(Dataset entries)
....

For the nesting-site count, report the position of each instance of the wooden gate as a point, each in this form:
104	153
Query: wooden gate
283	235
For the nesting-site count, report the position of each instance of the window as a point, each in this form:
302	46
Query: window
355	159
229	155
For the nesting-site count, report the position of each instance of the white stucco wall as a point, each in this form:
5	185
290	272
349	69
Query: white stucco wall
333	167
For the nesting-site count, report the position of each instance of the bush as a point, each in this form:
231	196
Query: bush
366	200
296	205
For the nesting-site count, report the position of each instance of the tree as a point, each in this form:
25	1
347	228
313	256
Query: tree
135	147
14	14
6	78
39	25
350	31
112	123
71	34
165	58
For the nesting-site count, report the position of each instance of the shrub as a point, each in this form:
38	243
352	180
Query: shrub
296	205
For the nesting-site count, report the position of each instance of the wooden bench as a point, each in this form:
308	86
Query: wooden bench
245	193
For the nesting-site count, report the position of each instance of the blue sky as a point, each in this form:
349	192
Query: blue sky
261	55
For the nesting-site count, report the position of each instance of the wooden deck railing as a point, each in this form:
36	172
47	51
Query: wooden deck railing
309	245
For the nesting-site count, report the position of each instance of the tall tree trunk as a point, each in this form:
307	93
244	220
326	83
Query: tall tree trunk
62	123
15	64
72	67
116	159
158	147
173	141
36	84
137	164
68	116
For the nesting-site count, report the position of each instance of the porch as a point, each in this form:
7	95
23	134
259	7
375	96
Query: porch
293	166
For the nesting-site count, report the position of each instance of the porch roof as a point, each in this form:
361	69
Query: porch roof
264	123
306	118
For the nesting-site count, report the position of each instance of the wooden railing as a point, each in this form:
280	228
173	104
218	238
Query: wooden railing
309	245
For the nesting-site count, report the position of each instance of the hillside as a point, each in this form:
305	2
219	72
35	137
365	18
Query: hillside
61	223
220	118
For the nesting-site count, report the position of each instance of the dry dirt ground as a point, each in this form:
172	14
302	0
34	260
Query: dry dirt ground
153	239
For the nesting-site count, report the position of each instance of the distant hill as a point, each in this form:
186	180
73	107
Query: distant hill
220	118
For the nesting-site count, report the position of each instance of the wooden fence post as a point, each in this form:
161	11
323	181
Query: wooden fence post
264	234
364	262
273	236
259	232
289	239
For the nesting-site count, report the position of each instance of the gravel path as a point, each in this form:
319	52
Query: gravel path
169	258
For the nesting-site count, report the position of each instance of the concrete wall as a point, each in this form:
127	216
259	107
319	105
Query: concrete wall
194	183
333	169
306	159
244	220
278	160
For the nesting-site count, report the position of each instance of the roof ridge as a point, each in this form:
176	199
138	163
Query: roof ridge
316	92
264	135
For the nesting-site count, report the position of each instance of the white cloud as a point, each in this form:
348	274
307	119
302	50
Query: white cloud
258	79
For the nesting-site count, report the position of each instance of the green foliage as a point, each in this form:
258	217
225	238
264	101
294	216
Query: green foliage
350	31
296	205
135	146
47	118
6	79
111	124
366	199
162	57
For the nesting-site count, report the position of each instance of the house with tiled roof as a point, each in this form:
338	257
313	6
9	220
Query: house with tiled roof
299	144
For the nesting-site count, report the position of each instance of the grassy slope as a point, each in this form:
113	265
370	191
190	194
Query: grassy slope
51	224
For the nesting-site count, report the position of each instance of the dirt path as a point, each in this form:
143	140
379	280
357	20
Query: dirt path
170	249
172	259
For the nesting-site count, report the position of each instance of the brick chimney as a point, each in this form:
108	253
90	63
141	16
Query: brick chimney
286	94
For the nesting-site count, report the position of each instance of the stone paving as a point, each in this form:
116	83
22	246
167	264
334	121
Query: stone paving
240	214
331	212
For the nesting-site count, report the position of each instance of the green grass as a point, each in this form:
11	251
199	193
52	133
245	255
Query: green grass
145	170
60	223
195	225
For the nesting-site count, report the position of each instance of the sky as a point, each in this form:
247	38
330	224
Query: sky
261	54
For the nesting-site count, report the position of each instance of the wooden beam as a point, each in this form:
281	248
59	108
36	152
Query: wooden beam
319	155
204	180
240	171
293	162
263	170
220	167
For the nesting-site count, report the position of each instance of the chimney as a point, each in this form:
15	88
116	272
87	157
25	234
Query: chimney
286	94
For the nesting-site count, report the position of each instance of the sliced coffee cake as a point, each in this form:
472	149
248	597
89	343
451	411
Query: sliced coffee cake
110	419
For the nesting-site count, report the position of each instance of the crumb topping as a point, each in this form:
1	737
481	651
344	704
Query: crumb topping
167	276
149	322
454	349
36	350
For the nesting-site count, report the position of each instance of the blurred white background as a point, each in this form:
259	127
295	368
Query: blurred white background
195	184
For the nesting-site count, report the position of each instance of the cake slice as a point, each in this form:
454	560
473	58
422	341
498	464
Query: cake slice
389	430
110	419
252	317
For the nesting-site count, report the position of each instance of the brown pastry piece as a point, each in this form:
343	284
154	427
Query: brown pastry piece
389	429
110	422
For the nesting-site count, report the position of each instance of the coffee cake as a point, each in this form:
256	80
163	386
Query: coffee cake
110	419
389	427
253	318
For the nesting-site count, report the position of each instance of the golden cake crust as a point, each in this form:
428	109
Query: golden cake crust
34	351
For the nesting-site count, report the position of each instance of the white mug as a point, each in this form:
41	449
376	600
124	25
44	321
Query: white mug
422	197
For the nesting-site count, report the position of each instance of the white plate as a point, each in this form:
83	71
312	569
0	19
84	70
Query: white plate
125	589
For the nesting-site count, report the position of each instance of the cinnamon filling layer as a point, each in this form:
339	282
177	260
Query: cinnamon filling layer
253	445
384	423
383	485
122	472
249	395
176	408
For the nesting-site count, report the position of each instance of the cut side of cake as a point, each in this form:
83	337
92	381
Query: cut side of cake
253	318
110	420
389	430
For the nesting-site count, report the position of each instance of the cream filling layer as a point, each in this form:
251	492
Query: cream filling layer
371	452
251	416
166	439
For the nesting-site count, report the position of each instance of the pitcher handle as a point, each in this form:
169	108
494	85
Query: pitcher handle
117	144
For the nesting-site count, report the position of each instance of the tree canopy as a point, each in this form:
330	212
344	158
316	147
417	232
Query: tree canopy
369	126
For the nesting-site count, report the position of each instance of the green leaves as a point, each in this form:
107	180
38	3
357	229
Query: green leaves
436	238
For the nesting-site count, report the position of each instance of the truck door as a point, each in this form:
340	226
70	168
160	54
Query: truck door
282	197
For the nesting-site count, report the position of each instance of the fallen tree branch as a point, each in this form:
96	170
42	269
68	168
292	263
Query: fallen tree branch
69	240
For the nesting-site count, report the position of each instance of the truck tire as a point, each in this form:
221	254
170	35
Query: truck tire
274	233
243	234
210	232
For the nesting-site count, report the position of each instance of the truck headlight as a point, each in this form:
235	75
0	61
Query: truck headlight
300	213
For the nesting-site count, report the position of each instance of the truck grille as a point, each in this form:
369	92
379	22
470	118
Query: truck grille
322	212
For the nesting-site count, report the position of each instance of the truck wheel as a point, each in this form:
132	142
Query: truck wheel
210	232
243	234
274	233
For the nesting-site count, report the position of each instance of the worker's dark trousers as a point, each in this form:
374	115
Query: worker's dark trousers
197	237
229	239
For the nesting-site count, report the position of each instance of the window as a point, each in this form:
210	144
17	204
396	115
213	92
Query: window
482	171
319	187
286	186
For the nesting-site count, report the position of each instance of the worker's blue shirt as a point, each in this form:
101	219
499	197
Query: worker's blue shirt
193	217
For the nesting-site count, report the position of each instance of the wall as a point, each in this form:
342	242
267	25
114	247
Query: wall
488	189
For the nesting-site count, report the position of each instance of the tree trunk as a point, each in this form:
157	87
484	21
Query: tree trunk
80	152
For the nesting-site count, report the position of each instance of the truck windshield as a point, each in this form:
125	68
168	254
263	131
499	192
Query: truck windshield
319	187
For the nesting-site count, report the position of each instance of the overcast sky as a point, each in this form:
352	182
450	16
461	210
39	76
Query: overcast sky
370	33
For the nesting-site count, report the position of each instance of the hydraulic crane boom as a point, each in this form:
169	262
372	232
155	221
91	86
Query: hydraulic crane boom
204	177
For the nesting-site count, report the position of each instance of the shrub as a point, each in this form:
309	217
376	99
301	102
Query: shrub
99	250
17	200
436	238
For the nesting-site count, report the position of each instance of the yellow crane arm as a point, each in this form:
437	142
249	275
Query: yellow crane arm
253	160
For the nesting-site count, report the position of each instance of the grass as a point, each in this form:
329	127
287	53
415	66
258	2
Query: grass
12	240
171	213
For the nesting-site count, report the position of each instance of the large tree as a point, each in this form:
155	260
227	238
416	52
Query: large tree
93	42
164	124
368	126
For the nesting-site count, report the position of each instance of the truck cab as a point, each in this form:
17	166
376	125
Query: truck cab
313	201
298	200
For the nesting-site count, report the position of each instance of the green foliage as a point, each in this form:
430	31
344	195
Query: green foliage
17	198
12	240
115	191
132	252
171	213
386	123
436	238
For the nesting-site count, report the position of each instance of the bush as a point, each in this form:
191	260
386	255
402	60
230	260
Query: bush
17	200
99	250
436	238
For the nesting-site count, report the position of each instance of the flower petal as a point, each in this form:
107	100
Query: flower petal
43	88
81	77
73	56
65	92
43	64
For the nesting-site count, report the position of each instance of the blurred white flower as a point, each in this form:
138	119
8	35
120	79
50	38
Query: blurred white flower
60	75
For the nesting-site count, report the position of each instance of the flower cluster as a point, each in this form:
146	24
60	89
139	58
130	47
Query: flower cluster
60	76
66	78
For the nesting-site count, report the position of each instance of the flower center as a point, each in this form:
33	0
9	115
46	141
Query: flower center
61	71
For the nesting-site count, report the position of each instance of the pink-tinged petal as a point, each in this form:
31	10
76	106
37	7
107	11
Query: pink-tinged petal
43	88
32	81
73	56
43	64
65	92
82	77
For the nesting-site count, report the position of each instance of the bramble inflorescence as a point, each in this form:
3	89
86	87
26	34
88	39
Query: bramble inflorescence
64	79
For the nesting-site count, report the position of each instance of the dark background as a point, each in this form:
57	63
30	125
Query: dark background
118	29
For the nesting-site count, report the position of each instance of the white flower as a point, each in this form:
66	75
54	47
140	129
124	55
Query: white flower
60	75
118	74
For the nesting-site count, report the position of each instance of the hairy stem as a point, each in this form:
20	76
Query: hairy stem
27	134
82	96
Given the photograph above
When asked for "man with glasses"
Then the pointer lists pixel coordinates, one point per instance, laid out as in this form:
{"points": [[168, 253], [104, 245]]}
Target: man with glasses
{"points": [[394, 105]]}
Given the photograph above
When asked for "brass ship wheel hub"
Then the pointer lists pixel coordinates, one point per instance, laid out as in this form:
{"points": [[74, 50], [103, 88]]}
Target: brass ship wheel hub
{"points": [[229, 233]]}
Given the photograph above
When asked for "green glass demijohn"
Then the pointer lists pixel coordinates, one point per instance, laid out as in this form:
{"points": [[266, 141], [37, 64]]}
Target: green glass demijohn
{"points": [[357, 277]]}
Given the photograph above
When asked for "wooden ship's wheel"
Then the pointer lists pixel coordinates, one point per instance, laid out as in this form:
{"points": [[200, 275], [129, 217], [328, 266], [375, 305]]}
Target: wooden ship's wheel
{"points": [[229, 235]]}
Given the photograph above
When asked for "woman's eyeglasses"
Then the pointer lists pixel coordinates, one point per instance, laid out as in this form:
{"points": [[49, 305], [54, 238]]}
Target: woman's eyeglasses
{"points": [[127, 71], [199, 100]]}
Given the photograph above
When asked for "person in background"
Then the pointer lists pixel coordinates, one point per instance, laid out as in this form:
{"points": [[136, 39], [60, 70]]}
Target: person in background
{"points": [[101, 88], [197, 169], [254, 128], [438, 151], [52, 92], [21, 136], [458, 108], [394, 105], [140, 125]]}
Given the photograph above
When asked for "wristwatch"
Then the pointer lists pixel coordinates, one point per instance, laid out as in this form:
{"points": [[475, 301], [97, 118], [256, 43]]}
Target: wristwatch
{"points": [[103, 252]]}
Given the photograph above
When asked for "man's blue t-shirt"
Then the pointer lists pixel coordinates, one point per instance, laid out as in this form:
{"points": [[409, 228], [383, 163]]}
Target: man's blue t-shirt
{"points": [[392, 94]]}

....

__Task details__
The required output is the number of lines in the records that contain the word "When", with nothing added.

__Answer space__
8